OBJECTIVE = Transcribe the records below exactly as they appear.

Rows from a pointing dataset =
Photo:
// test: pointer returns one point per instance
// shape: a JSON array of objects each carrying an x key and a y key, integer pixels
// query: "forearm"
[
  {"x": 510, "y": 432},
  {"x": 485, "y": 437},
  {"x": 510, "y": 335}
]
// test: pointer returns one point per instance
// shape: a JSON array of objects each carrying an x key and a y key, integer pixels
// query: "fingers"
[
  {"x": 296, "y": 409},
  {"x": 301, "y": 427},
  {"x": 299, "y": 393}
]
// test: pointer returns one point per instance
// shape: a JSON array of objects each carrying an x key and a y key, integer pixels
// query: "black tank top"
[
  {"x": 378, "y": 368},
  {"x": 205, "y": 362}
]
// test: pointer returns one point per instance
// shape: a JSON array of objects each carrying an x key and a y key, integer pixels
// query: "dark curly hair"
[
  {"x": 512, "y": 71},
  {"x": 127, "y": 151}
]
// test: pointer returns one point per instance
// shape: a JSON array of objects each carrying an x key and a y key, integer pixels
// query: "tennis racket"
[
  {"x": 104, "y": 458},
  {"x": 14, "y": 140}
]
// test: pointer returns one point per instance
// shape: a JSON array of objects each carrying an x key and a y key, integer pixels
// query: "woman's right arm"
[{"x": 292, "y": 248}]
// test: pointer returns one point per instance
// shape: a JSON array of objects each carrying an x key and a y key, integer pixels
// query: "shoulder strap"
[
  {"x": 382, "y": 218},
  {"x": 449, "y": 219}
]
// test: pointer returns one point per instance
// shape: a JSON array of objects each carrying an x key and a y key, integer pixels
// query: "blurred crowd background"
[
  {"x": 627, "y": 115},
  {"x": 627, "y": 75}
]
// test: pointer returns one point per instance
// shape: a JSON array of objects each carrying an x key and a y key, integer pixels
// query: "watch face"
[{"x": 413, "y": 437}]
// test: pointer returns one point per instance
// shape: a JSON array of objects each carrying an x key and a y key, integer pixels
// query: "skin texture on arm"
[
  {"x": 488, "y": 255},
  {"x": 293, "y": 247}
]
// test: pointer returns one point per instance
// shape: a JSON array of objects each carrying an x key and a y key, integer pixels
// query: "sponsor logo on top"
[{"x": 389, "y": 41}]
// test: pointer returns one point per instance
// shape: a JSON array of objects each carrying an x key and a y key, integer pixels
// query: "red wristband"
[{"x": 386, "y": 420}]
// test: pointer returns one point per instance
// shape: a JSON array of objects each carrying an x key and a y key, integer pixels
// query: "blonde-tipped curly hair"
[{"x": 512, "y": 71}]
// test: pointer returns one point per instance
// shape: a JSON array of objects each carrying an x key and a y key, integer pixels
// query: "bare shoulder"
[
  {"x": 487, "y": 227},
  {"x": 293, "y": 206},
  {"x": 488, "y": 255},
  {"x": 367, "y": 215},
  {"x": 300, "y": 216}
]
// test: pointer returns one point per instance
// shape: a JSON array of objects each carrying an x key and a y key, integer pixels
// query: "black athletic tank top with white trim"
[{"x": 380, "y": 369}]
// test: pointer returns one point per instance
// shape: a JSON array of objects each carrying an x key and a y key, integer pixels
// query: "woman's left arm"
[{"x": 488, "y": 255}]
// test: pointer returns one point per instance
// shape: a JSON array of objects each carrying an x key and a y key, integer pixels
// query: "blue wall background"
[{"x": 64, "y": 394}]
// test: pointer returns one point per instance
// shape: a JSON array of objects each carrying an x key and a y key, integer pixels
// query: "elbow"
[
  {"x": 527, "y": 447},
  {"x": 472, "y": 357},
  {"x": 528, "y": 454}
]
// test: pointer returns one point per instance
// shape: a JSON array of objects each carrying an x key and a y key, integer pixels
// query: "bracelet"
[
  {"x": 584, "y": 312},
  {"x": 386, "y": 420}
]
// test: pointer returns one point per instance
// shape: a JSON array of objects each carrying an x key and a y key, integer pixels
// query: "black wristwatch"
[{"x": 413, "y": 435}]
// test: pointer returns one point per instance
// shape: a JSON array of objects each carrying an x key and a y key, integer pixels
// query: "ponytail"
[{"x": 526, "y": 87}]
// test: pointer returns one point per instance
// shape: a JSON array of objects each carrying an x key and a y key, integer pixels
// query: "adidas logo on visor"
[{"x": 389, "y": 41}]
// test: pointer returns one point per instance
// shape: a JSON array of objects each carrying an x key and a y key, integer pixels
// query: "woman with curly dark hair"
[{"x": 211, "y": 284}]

ANSWER TO THE EXERCISE =
Photo:
// test: pointer returns one point per instance
// shape: a JSON array of objects each carrying an x key and a y key, integer pixels
// query: "forearm"
[
  {"x": 510, "y": 432},
  {"x": 485, "y": 437},
  {"x": 510, "y": 335}
]
// test: pointer returns one point per instance
// shape: a JSON array of objects each carrying an x key and a y key, integer pixels
// query: "fingers"
[
  {"x": 296, "y": 409},
  {"x": 301, "y": 427},
  {"x": 299, "y": 393}
]
// test: pointer returns one point per instance
// shape: a JSON array of objects each carrying an x key and a y key, integer pixels
// query: "black tank top"
[
  {"x": 378, "y": 368},
  {"x": 205, "y": 362}
]
// test: pointer returns one point per instance
// shape: a JSON array of objects each carrying an x key and a y key, integer pixels
// query: "dark curly hair"
[
  {"x": 512, "y": 71},
  {"x": 127, "y": 151}
]
// test: pointer returns one point per instance
// shape: a JSON array of objects each carrying an x key and a y key, integer pixels
// query: "tennis racket"
[
  {"x": 104, "y": 458},
  {"x": 14, "y": 140}
]
// test: pointer returns one point per instance
// shape: a JSON array of objects each carrying an x key and a y key, integer pixels
// query: "woman's right arm"
[{"x": 292, "y": 248}]
// test: pointer returns one point per instance
// shape: a JSON array of objects each carrying an x key and a y key, integer pixels
// query: "shoulder strap"
[
  {"x": 382, "y": 218},
  {"x": 449, "y": 219}
]
// test: pointer returns one point per instance
// shape: a JSON array of objects each carrying an x key and a y key, integer pixels
// query: "blurred crowd background"
[
  {"x": 627, "y": 115},
  {"x": 627, "y": 75}
]
// test: pointer returns one point per instance
// shape: a JSON array of objects each carrying an x key and a y key, integer pixels
// query: "watch face"
[{"x": 413, "y": 437}]
// test: pointer returns one point per instance
// shape: a JSON array of objects each carrying an x key and a y key, integer pixels
// query: "skin texture on arm"
[
  {"x": 488, "y": 255},
  {"x": 293, "y": 247}
]
// test: pointer returns one point per instance
// shape: a JSON array of objects each carrying an x key and a y key, integer pixels
// query: "sponsor logo on top"
[{"x": 389, "y": 41}]
// test: pointer returns one point per instance
// shape: a JSON array of objects each carrying an x key and a y key, integer pixels
// query: "red wristband"
[{"x": 386, "y": 420}]
// test: pointer returns one point per instance
// shape: a JSON array of objects each carrying an x key and a y key, integer pixels
// query: "blonde-tipped curly hair"
[{"x": 512, "y": 71}]
// test: pointer returns one point per instance
// shape: a JSON array of objects each carrying an x key and a y key, integer pixels
// query: "bare shoulder"
[
  {"x": 487, "y": 227},
  {"x": 293, "y": 206},
  {"x": 488, "y": 255},
  {"x": 367, "y": 215},
  {"x": 300, "y": 216}
]
// test: pointer returns one point per instance
// shape: a JSON array of objects each carrying an x key and a y key, integer pixels
// query: "black athletic tank top with white trim"
[{"x": 380, "y": 369}]
// test: pointer returns one point per instance
// shape: a JSON array of objects each carrying an x key and a y key, integer pixels
// query: "woman's left arm"
[{"x": 488, "y": 255}]
// test: pointer returns one point per instance
// shape: a JSON array of objects each carrying an x key and a y key, integer pixels
// query: "blue wall background"
[{"x": 64, "y": 394}]
// test: pointer returns one point per instance
// shape: a JSON array of objects each carrying an x key and a y key, integer pixels
// query: "elbow"
[
  {"x": 527, "y": 447},
  {"x": 472, "y": 357},
  {"x": 528, "y": 454}
]
// test: pointer returns one point per instance
// shape: a JSON array of objects each carrying an x key and a y key, integer pixels
// query: "bracelet"
[
  {"x": 584, "y": 312},
  {"x": 386, "y": 420}
]
// test: pointer returns one point per instance
// shape: a JSON array of objects each carrying an x key and a y key, integer pixels
// query: "black wristwatch"
[{"x": 413, "y": 435}]
// test: pointer returns one point per instance
// shape: a JSON array of objects each carrying an x key and a y key, integer pixels
// query: "ponytail"
[{"x": 526, "y": 87}]
// test: pointer returns one point per instance
// shape: a JSON array of objects each carrying an x key and a y key, integer pixels
// query: "adidas logo on visor"
[{"x": 389, "y": 41}]
// test: pointer returns one point per instance
// shape: a JSON array of objects each carrying an x key and a y key, integer pixels
// query: "woman with curly dark hair"
[{"x": 211, "y": 284}]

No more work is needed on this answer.